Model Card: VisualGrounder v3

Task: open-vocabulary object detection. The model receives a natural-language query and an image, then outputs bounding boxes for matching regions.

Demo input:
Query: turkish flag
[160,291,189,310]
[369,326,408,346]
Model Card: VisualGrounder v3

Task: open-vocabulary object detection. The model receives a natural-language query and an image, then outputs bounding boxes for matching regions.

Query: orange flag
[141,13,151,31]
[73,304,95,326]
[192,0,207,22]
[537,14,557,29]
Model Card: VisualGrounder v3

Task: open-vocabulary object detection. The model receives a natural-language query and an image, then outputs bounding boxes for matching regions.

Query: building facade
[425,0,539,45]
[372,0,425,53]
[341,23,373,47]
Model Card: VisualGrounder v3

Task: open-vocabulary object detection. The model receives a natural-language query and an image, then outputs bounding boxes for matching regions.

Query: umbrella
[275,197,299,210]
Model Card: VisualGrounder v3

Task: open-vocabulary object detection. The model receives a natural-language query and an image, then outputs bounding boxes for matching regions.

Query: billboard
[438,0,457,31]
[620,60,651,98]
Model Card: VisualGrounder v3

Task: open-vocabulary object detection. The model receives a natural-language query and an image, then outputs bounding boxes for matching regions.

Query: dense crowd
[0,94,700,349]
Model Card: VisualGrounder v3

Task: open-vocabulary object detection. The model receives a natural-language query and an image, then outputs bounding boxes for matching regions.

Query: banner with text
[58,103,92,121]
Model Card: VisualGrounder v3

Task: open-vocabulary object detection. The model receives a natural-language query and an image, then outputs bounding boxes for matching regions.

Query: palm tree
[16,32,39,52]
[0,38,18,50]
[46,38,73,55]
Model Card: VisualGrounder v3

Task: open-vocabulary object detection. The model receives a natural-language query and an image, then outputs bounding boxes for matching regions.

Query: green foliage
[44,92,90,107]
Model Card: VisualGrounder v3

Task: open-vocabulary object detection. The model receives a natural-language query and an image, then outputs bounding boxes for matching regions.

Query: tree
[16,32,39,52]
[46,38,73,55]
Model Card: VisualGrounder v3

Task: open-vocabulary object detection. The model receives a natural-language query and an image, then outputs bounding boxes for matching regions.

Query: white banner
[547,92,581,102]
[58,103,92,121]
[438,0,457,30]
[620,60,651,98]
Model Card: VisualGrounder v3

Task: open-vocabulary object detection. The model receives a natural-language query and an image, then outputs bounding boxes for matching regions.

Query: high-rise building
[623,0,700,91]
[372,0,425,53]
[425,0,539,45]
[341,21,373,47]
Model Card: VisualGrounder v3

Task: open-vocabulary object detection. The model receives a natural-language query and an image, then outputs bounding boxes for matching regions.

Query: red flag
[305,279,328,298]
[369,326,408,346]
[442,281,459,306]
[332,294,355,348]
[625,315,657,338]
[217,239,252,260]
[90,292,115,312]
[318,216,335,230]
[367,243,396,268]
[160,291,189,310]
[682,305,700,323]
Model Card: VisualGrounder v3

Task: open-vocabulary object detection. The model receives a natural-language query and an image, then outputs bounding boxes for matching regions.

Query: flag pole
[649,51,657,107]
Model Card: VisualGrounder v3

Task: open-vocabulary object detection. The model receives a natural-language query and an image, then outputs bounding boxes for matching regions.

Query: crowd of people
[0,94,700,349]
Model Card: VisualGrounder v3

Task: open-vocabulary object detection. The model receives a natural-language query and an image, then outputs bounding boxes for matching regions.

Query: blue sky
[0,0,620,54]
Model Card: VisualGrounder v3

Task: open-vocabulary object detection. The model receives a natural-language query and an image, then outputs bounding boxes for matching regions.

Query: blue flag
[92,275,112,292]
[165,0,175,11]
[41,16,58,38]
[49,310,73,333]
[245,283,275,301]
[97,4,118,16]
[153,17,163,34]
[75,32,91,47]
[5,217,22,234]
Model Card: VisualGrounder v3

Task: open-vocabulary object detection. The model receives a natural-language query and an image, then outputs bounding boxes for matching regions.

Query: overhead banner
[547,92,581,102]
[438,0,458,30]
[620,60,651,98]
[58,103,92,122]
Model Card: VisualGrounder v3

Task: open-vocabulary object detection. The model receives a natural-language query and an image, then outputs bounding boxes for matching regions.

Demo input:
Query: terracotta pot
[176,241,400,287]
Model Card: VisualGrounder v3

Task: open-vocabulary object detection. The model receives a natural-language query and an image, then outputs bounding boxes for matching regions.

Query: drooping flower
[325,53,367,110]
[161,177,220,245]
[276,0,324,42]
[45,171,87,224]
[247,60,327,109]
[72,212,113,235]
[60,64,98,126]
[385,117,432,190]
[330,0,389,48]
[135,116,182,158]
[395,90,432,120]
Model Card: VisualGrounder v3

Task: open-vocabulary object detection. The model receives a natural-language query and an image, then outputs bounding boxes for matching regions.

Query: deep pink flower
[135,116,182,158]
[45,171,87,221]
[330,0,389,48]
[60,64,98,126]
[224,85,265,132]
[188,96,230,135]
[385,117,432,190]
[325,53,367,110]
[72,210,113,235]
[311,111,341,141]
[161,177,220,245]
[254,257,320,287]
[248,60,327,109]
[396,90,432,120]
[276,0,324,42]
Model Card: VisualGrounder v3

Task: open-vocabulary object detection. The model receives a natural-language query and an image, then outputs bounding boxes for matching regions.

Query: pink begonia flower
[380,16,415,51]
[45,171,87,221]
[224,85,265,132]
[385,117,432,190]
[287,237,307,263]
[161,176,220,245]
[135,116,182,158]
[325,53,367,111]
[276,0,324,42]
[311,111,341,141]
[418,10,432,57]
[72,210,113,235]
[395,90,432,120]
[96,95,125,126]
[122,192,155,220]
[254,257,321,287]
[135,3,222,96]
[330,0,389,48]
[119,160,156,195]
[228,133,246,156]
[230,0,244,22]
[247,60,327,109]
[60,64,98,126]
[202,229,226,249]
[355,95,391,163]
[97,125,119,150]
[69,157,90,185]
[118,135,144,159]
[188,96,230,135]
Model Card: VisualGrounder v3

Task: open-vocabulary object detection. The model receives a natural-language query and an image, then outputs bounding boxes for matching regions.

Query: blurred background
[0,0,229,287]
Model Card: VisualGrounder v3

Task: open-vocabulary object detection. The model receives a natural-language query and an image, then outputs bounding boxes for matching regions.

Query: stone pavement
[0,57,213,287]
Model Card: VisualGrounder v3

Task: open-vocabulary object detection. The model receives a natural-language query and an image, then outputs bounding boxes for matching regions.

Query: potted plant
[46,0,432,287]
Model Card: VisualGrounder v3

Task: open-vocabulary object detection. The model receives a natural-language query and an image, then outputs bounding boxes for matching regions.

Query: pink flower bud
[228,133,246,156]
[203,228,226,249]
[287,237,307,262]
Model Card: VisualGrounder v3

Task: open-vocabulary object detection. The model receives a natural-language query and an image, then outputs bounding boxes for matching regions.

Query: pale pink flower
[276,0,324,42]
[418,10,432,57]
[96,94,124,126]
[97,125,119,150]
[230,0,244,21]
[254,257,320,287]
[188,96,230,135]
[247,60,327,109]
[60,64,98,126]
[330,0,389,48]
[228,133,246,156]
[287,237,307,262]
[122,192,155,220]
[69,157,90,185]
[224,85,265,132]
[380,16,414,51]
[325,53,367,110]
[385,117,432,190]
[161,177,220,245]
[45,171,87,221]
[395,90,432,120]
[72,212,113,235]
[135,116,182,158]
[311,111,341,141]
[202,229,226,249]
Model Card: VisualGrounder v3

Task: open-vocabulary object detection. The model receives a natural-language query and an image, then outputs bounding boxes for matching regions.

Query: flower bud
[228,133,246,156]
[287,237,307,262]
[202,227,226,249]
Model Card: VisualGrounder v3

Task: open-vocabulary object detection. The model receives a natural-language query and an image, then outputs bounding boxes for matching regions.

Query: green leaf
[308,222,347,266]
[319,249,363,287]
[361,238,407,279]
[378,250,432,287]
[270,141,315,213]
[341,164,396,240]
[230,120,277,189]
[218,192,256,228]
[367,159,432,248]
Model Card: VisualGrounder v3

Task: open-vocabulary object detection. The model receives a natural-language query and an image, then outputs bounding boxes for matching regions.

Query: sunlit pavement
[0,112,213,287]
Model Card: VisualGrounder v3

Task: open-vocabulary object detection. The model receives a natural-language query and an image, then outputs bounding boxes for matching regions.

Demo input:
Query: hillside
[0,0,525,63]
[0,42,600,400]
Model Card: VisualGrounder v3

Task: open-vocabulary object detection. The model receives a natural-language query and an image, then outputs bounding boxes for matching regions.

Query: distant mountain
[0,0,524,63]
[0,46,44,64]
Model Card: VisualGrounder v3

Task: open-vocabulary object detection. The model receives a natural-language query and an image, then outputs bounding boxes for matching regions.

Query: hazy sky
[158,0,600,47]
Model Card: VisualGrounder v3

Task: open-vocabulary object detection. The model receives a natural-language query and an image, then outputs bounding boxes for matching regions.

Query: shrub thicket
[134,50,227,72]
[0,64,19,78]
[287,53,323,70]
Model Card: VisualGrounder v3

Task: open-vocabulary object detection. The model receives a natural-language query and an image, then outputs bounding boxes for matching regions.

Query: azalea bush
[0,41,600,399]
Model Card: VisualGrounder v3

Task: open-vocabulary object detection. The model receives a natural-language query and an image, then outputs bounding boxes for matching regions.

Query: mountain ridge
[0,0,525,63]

**********

**TASK GOAL:**
Please change "flag" to "banner" in the part that opens at the start of the rows and closes with the line containing "[537,14,557,29]", and give that part again with everything else unchanged.

**EXERCISE RESULT:**
Model Card: VisualGrounder v3

Task: open-vocabulary object detection. The model receives a natural-language query and an image, then outputs bounding boxes for matching regions.

Demo input:
Query: turkish banner
[160,291,189,310]
[369,326,408,346]
Model Card: VisualGrounder v3

Task: open-vocabulary object detection. The model receives a natural-language query and an image, then outputs bounding boxes for matching regions.

Query: orange banner
[141,13,151,31]
[73,304,95,326]
[192,0,207,22]
[537,14,557,29]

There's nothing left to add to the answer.